→ **Text excerpt**:
========

Plan Before Financing

Planning your new restaurant involves a lot of research and preparation. Financing your restaurant is no different. If this is your first restaurant endeavor, you will undoubtedly need to work even harder to convince your lenders—whether they are bankers, investors, or family members—that your business plan will be successful. Consider the following tips as you prepare to explore your financing options:

  • Maximize your own investment. Successful restauranteurs have invested themselves in their business, both personally and financially. Be sure you commit your own money before asking anyone else to do so. This indicates your commitment and lowers the amount you may need to borrow. Demonstrating vested interest makes you a more likely candidate for loans, as well.
  • Record all pertinent experience. Any experience in the food service industry, business management, accounting or culinary arts are important—even better if you have managed or started a successful restaurant in your past. Investors will study your past performance when determining whether to grant your loan request. Experience also prepares you for the rigors of running a restaurant.
  • Assess your location. Restaurants can fail simply because of location. Sometimes lenders refuse to grant financing options simply because of a historically poor location. Additionally, make sure you can afford the lease or mortgage terms in your chosen location before starting your restaurant. » More on Choosing a Location for Your New Restaurant
  • Develop a business plan. The business plan gives a general description and purpose of the restaurant, providing research and insight to support the restaurant concept. A business plan is integral to gaining financial support from lending institutions, as well as educating and preparing the restaurant owners and operators.

Explore Your Financing Options

Once you have an estimate of your restaurant’s start-up costs, you can approach the matter of financing your new business. Some people have all the necessary cash on hand already, or perhaps plan on using their retirement savings to fund their new business. However, chances are good that you will need to borrow the majority of your start-up capital. The following list outlines the most common options for an owner looking to fund a new restaurant:

Traditional Bank Loans

Commercial bank loans are the most common form of start-up funding for aspiring businesses. However, securing a loan from a bank as a first-time restaurant owner has its challenges:

  • Inherent risk factor. Commercial banks typically find start-up restaurants extremely risky to finance, since more than 25% of new restaurants fail within the first year of opening. Bank loans are risky for restaurant owners as well. If the restaurant business does go under, the owner is still responsible for repaying the loan.

========

Data records
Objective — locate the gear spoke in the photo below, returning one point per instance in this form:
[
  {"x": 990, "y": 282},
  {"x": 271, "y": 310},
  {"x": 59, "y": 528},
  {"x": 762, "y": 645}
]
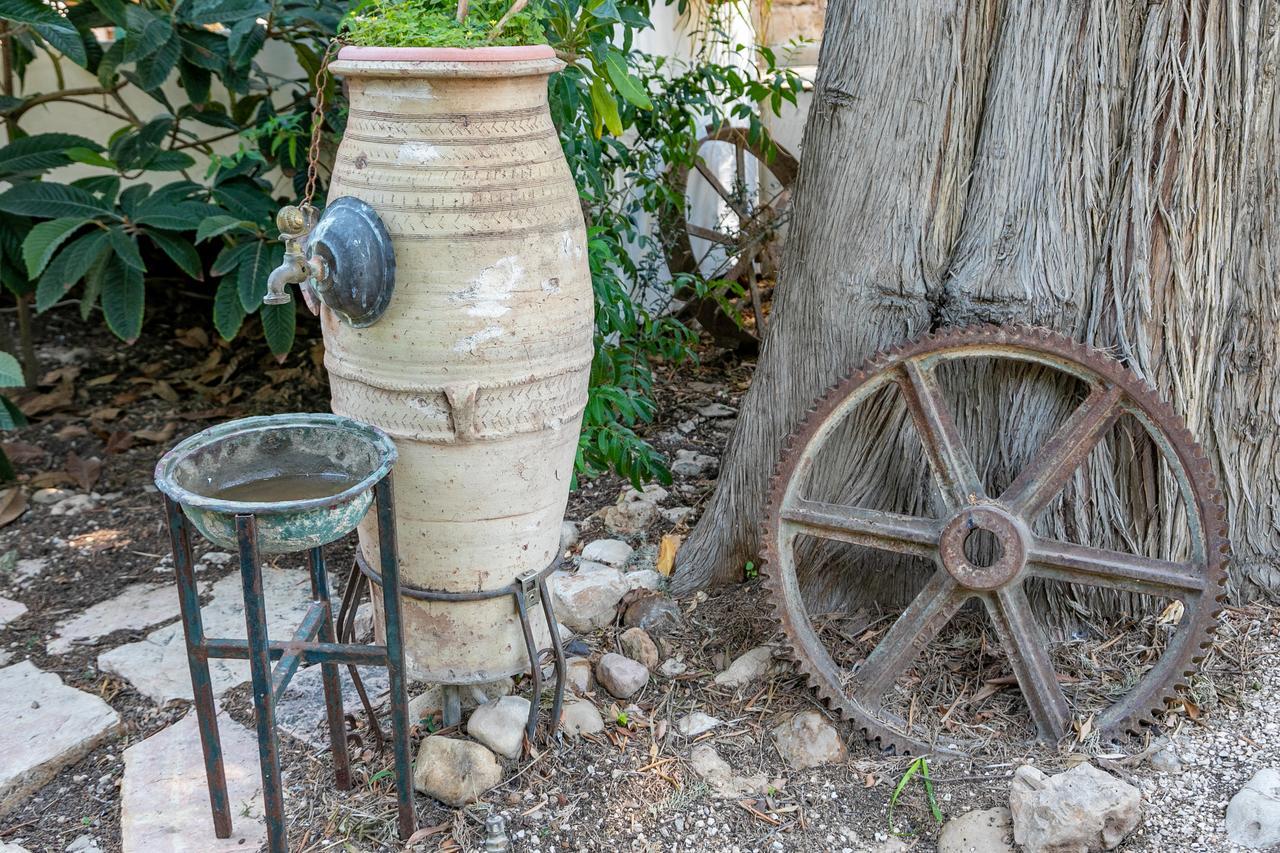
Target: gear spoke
[
  {"x": 871, "y": 528},
  {"x": 952, "y": 469},
  {"x": 1112, "y": 569},
  {"x": 914, "y": 629},
  {"x": 1028, "y": 655},
  {"x": 1037, "y": 484},
  {"x": 712, "y": 178}
]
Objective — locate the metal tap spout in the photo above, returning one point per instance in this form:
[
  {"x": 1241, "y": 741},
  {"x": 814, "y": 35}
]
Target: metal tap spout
[{"x": 295, "y": 224}]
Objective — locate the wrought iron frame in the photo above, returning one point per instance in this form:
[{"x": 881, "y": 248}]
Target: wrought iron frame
[
  {"x": 314, "y": 642},
  {"x": 528, "y": 589}
]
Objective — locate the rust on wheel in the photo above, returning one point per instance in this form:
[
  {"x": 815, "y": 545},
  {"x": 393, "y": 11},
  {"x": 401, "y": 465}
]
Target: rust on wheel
[{"x": 1006, "y": 520}]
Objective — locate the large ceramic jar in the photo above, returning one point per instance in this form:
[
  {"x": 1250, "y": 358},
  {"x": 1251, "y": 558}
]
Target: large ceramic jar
[{"x": 479, "y": 366}]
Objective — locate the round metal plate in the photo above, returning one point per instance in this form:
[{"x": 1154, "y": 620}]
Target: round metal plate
[{"x": 356, "y": 250}]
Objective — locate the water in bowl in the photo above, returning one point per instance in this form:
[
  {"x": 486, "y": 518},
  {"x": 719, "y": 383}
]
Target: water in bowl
[{"x": 286, "y": 487}]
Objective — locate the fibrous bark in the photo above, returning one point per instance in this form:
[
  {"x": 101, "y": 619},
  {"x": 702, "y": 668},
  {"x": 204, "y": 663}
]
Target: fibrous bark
[{"x": 1109, "y": 169}]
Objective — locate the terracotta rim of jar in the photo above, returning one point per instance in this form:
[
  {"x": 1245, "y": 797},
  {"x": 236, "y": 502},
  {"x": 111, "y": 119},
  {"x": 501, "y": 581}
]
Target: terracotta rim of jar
[{"x": 492, "y": 54}]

========

→ **Tasks and exercises**:
1/ Rewrite the lines of the data records as a numbered list, leaving out blank lines, starting at the line that contains "Objective — locate the fibrous" and continuing through the last line of the records.
2/ Extend the passage on financing a new restaurant, picking up right after its final sentence.
The passage on restaurant financing and the data records are unrelated to each other.

→ **Responses per task**:
1/
1. Objective — locate the fibrous bark in the photo above, returning one point per instance in this form:
2. [
3.   {"x": 101, "y": 619},
4.   {"x": 702, "y": 668},
5.   {"x": 204, "y": 663}
6. ]
7. Target: fibrous bark
8. [{"x": 1109, "y": 169}]
9. Objective — locate the terracotta rim of jar in the photo above, returning one point per instance in this form:
10. [
11.   {"x": 1245, "y": 797},
12.   {"x": 236, "y": 502},
13.   {"x": 111, "y": 119},
14.   {"x": 501, "y": 581}
15. ]
16. Target: terracotta rim of jar
17. [{"x": 492, "y": 54}]

2/
  • Bias against first-time owners. Lenders examine restaurant loan applications closely, and first-time owners usually confront skeptical lenders when presenting their business plans. For subsequent openings, the process becomes much easier. Lending institutions prefer applicants who can submit evidence of successful past performance.
  • Probability of rejection. Many restaurant owners are rejected for loans the first time. Do not be afraid to try again at a different bank. With every attempt, refine your argument and perfect your business plan. It may take a while, but perseverance will usually reward you with the loan you need. 

SBA Loan Programs

When turned down for a typical commercial bank loan, or when looking for additional loan resources, many restauranteurs turn to SBA loans. The SBA—the U.S. Small Business Administration—does not offer loans directly, but guarantees loans made by private and public institutions. Thousands of American banks grant SBA loans, and even the same bank that dismissed your application for a traditional loan may be able to grant an SBA loan. Factors affecting eligibility for an SBA loan include the type of business, the size of the business, how the funds will be used and the availability of funds from other sources, such as personal financing or investors. Below are the most common forms of SBA loans:

Apply for a Personal Loan: Personal loans–like home equity loans—can be a help to first-time restaurant owners looking for extra funding. Many lenders like to see the candidate personally invested in the business plan, so a loan like this can help provide a little more of that starting investment.

  • 7(a) Loan Guaranty Program. 7(a) is the SBA’s most basic and most common loan program. These loans are available through commercial lending institutions, and most American banks participate as lenders in this program. Lenders typically grant loans up to $2,000,000.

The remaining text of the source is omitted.